* WHAT YOU SHOULD DO
Turn the stretch of lines from the one containing "Placement rule: one point per instance of the rust-colored" through the one containing "Query: rust-colored rock formation" into a numbered list, omitting any blank lines.

# # #

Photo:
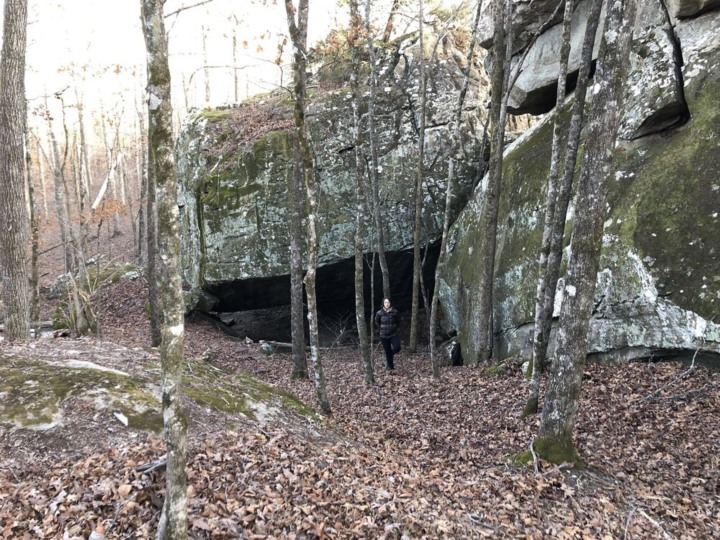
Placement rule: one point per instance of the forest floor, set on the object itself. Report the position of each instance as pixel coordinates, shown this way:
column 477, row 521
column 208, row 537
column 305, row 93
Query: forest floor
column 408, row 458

# # #

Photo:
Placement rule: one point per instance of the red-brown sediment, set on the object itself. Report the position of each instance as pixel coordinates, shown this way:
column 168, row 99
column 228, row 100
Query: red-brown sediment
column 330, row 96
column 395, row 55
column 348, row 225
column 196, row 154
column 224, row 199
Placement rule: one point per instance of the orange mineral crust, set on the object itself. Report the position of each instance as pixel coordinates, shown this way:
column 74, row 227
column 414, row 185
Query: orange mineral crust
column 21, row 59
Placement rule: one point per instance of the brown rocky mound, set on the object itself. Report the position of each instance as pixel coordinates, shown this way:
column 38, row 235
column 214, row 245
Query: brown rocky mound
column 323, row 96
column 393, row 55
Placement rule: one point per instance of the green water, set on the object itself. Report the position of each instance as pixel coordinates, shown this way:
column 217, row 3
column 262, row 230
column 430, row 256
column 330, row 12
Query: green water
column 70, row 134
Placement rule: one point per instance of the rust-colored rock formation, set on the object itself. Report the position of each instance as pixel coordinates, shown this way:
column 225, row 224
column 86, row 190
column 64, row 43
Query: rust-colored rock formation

# # #

* ANSWER IN FULL
1. Placement rule: one point per instance of the rust-colored rock formation, set on the object itself. Report the position of each instance as pixel coordinates, shown this way:
2. column 225, row 224
3. column 86, row 190
4. column 64, row 43
5. Query: rust-colored rock formation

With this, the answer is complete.